Aim of the task:
Starting at the line that contains "the man the", quote each line exactly through the last line of the entries, both included.

Data:
######

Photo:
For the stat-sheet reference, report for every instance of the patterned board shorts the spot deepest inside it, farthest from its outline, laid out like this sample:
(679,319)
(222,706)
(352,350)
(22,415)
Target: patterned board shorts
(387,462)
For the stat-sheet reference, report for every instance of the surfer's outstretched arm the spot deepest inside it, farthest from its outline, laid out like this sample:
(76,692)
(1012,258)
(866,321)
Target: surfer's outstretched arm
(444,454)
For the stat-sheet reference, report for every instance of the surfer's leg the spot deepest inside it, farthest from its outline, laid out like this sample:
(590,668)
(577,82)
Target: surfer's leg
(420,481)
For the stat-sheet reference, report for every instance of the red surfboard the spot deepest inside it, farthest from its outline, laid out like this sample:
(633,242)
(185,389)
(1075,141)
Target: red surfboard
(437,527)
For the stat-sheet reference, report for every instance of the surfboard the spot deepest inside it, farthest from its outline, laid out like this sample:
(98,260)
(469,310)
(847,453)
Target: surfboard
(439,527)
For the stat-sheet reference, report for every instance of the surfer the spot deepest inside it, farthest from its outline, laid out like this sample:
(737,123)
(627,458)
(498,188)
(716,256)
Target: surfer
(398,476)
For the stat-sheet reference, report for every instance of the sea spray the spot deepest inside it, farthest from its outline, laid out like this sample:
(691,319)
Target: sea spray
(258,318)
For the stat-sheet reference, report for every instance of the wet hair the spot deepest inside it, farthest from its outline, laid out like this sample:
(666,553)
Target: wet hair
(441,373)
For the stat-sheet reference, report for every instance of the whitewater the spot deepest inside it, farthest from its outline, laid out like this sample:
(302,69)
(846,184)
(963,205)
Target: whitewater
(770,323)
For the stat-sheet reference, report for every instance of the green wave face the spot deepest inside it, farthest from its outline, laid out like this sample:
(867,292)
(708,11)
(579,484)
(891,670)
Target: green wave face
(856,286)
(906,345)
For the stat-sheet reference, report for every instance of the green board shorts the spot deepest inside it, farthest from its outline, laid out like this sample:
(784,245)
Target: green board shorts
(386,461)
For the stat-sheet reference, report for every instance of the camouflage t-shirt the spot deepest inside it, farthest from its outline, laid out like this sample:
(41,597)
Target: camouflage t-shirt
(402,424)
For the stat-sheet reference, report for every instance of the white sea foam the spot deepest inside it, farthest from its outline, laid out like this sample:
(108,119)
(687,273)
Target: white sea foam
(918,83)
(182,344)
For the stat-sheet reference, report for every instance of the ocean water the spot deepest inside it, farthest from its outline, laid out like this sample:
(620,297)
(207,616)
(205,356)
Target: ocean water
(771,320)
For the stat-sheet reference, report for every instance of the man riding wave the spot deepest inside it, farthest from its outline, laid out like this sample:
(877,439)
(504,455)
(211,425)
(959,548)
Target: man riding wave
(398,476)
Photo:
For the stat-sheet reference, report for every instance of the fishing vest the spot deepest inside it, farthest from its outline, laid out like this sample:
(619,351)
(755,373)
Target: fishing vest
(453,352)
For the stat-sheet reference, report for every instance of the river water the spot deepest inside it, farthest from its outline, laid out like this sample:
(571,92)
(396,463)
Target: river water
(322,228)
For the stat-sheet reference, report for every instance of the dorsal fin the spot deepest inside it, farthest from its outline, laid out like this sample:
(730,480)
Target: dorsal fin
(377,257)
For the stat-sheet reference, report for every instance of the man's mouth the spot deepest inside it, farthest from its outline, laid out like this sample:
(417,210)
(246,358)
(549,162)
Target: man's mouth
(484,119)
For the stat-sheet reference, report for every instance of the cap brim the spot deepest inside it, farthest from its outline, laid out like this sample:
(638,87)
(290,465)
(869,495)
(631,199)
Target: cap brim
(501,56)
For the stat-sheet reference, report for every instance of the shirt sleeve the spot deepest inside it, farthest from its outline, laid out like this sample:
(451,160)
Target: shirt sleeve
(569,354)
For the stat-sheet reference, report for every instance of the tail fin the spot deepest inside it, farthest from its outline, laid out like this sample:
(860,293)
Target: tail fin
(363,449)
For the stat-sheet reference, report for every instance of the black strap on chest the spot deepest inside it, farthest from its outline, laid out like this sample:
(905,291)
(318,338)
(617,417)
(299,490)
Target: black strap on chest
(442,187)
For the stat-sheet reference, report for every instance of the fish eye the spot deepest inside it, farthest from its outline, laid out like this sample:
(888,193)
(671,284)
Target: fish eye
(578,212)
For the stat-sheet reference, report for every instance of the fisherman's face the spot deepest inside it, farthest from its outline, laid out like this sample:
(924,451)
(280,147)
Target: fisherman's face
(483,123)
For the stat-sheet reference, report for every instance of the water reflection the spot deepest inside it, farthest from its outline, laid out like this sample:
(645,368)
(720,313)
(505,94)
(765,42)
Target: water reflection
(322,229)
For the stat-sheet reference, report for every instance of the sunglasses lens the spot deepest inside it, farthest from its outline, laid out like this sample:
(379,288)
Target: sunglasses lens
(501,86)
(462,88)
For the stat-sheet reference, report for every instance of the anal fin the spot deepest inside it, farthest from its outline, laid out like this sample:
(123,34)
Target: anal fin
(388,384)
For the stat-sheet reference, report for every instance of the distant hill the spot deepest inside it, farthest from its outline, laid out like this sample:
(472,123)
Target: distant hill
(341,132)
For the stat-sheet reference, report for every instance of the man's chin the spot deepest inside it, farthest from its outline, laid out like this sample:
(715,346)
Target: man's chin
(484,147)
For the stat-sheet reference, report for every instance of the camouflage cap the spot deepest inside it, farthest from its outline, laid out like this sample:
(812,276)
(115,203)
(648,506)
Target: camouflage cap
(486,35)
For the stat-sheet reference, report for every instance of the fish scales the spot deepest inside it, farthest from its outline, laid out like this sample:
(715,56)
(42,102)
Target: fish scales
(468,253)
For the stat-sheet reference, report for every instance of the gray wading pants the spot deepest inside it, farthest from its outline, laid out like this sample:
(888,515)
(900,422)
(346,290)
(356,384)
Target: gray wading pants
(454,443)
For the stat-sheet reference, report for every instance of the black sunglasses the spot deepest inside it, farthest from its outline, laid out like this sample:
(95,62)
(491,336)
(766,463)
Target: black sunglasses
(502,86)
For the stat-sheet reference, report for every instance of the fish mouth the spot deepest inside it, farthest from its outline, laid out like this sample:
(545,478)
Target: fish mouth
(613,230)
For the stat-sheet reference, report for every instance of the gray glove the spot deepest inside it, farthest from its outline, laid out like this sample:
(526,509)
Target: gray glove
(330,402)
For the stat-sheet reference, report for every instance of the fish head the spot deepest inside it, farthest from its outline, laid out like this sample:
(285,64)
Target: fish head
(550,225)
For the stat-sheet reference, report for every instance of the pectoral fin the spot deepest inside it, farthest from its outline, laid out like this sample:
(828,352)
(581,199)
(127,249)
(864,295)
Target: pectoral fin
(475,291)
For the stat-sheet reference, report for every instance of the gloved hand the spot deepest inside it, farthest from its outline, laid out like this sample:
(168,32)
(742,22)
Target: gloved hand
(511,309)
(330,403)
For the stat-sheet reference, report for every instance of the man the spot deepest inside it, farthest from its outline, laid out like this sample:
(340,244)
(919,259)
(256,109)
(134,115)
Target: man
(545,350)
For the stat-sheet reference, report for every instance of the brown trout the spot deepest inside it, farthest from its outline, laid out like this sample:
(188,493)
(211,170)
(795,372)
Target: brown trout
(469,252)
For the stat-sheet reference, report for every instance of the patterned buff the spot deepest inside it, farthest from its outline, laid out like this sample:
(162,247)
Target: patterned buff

######

Task output:
For the stat-sheet reference, report for every instance of the man the spot deepest inside it, farthest from its outline, laid out like this sample:
(340,244)
(919,259)
(256,109)
(134,115)
Target: man
(545,350)
For the stat-sheet reference, report for every instance of the brown trout the spot deepest inside it, farthest from its outline, laid out like this sample:
(188,493)
(211,170)
(795,372)
Target: brown trout
(469,252)
For the stat-sheet reference, report for every instance of the patterned buff the spot deepest inside it, farthest from its outline, laid out like this sample:
(162,247)
Target: patterned buff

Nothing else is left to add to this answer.